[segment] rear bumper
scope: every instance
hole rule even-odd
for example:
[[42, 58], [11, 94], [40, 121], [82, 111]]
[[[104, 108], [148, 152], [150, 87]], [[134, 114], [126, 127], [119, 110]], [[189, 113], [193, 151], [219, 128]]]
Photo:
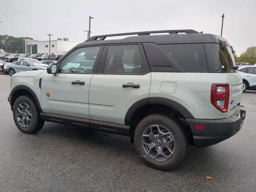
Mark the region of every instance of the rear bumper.
[[[245, 115], [245, 109], [240, 105], [237, 113], [226, 119], [187, 119], [193, 134], [195, 146], [198, 148], [207, 147], [233, 136], [243, 126], [245, 115], [242, 117], [238, 115], [244, 112]], [[204, 129], [196, 129], [195, 125], [203, 125]]]

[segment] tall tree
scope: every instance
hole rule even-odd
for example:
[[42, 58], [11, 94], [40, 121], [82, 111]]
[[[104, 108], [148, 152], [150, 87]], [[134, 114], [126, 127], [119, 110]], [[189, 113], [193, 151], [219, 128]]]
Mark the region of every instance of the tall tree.
[[241, 54], [240, 60], [251, 64], [256, 63], [256, 46], [248, 47], [246, 51]]
[[3, 49], [6, 52], [22, 53], [24, 50], [23, 48], [23, 40], [33, 40], [28, 37], [16, 37], [7, 35], [0, 35], [0, 49]]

----

GOAL ▸
Extract every line of the data above without changing a character, and leave the pictures out.

RESULT ▸
[segment] rear bumper
scope: every instance
hole rule even-odd
for example:
[[42, 58], [11, 94], [40, 121], [82, 111]]
[[[104, 108], [148, 152], [150, 87]], [[134, 114], [126, 127], [119, 110]], [[189, 113], [193, 151], [219, 128]]]
Photo:
Mark the region of every instance of the rear bumper.
[[[245, 115], [245, 109], [240, 105], [237, 113], [226, 119], [187, 119], [193, 134], [195, 146], [198, 148], [207, 147], [233, 136], [243, 126], [245, 115], [242, 117], [238, 115], [244, 112]], [[204, 129], [196, 129], [195, 125], [203, 125]]]

[segment] tall tree
scope: every instance
hole rule even-odd
for example:
[[42, 58], [11, 94], [40, 121], [82, 111]]
[[[104, 108], [148, 152], [150, 87]], [[134, 114], [126, 127], [119, 110]], [[189, 113], [193, 151], [219, 128]]]
Mark the region of every instance of the tall tree.
[[241, 54], [240, 60], [251, 64], [256, 63], [256, 46], [248, 47], [246, 51]]
[[3, 49], [6, 52], [22, 53], [24, 50], [23, 48], [23, 40], [33, 40], [28, 37], [16, 37], [7, 35], [0, 35], [0, 49]]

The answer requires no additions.